--- START Supplied material ---

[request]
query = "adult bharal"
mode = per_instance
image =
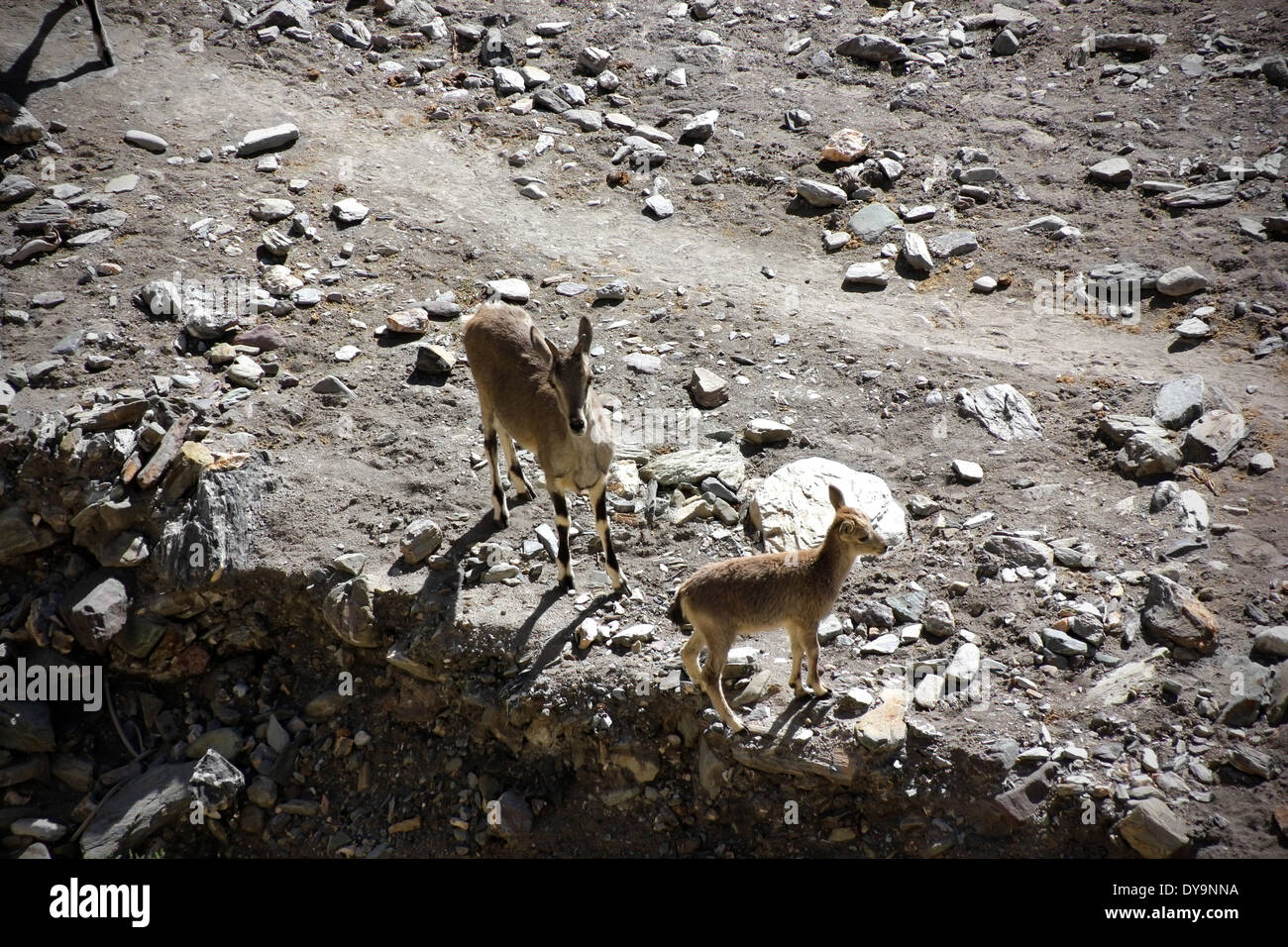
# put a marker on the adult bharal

--- END Supplied material ---

Arrange every line of the items above as a Markdown table with the columns "Row" and "Line", numbering the rows and skipping blank lines. Omit the pictures.

| Row | Line |
|---|---|
| 1 | [request] |
| 2 | query = "adult bharal" |
| 3 | mode = per_instance |
| 4 | image = |
| 5 | # put a marker on the adult bharal |